§ Selected passage:

____________________

Hi,
I'm currently trying to have Open MPI exit more gracefully when a BTL
returns an error during the "add procs" phase.
The current bml/r2 code silently ignores btl->add_procs() error codes with
the following comment :
---- ompi/mca/bml/r2/bml_r2.c:208 ----
/* This BTL has troubles adding the nodes. Let's continue maybe some other BTL
* can take care of this task. */
continue;
--------------------------------------
This seems wrong to me : either a proc is reached (the "reachable" bit
field is therefore updated), either it is not (and nothing is done). Any
error code should denote a fatal error needing a clean abort.
In the current openib btl code, the "reachable" bit is set but an error is
returned - then ignored by r2. The next call to the openib BTL results in
a segmentation fault.

____________________

§ Extracted material:
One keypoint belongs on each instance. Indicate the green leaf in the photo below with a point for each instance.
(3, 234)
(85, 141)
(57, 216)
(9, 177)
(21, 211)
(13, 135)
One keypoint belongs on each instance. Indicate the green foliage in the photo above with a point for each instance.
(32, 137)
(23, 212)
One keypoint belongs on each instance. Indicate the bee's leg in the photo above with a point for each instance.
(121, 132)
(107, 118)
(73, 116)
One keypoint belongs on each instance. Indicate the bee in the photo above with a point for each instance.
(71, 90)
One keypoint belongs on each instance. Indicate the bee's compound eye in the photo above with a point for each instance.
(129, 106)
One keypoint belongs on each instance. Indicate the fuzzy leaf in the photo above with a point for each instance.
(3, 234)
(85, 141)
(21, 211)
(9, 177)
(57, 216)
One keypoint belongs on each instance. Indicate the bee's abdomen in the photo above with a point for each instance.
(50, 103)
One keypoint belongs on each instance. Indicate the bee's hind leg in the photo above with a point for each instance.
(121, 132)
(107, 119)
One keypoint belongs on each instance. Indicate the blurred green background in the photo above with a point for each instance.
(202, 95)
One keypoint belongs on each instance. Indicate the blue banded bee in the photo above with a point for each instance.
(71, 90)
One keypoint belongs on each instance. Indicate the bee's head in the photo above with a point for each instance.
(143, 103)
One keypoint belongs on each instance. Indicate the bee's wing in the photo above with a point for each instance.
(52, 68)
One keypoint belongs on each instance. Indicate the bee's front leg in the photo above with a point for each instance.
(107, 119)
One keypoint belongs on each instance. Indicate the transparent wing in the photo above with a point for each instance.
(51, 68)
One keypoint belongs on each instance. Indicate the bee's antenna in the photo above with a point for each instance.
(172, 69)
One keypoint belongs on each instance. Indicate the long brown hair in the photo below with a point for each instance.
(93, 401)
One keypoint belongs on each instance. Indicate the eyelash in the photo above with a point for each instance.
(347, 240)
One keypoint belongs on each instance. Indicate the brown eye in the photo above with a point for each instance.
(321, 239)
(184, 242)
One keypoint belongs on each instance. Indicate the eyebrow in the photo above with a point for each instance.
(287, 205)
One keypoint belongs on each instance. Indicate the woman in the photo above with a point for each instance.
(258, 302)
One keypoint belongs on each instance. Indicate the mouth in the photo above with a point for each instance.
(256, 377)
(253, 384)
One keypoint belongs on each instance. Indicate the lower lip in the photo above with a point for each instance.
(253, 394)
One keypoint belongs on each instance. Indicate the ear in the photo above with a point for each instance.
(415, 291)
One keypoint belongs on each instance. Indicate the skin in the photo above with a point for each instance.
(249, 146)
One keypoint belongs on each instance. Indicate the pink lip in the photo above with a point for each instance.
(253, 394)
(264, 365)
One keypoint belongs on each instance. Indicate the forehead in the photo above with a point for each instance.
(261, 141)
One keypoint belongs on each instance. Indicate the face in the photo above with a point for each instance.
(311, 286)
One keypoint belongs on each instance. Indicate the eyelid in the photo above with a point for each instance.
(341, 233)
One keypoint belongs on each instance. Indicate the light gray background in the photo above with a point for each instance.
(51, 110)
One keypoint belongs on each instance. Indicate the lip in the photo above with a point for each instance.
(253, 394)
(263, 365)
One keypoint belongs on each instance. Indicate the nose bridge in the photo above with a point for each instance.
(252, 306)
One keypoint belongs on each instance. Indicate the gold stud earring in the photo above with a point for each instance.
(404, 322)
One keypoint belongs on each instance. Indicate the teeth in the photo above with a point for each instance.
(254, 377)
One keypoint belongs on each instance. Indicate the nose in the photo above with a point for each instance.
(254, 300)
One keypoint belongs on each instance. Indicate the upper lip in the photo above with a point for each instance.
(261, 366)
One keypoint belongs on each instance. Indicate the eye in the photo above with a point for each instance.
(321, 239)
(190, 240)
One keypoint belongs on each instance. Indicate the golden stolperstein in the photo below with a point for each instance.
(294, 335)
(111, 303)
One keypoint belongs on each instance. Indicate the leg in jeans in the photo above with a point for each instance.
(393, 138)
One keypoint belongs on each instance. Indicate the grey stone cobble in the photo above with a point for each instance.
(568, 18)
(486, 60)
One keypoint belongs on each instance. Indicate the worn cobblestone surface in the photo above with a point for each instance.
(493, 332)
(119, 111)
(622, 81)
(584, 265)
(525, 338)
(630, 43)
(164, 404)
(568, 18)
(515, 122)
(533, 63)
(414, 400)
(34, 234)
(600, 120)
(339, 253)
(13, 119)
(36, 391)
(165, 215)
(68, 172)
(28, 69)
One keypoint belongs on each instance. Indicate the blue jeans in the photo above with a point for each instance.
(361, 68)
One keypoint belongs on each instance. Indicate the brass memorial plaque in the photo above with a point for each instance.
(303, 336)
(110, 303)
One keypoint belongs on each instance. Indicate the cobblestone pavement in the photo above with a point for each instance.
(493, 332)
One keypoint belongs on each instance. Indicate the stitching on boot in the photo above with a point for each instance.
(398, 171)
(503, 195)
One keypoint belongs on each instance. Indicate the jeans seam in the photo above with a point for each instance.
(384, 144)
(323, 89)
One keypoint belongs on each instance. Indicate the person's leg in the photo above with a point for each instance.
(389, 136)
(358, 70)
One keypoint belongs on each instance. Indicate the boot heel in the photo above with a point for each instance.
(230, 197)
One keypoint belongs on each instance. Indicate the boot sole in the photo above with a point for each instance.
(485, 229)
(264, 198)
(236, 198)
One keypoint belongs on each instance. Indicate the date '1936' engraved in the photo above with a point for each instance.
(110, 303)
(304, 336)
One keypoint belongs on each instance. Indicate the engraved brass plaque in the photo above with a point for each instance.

____________________

§ Exercise requirements:
**a.** In the Open MPI post, what happens on the next call to the openib BTL after r2 ignores its returned error?
**b.** Write out the Open MPI post word for word, from "The current bml/r2" up to and including "a clean abort.".
**c.** Continue the Open MPI post, picking up after its last sentence.

§ Results of the exercise:
**a.** It results in a segmentation fault.

**b.**
The current bml/r2 code silently ignores btl->add_procs() error codes with
the following comment :
---- ompi/mca/bml/r2/bml_r2.c:208 ----
/* This BTL has troubles adding the nodes. Let's continue maybe some other BTL
* can take care of this task. */
continue;
--------------------------------------
This seems wrong to me : either a proc is reached (the "reachable" bit
field is therefore updated), either it is not (and nothing is done). Any
error code should denote a fatal error needing a clean abort.

**c.**
So, maybe this simple fix would do the trick :
========================================================================
diff -r 96e0793d7885 ompi/mca/bml/r2/bml_r2.c
--- a/ompi/mca/bml/r2/bml_r2.c Wed May 19 14:35:27 2010 +0200
+++ b/ompi/mca/bml/r2/bml_r2.c Tue May 25 10:54:19 2010 +0200
@@ -210,7 +210,7 @@
/* This BTL has troubles adding the nodes. Let's continue maybe
some other BTL
* can take care of this task.
*/
- continue;
+ return rc;
}
/* for each proc that is reachable */
========================================================================
Does anyone see a case (with a specific btl) where add_procs returns an
error but we still want to continue ?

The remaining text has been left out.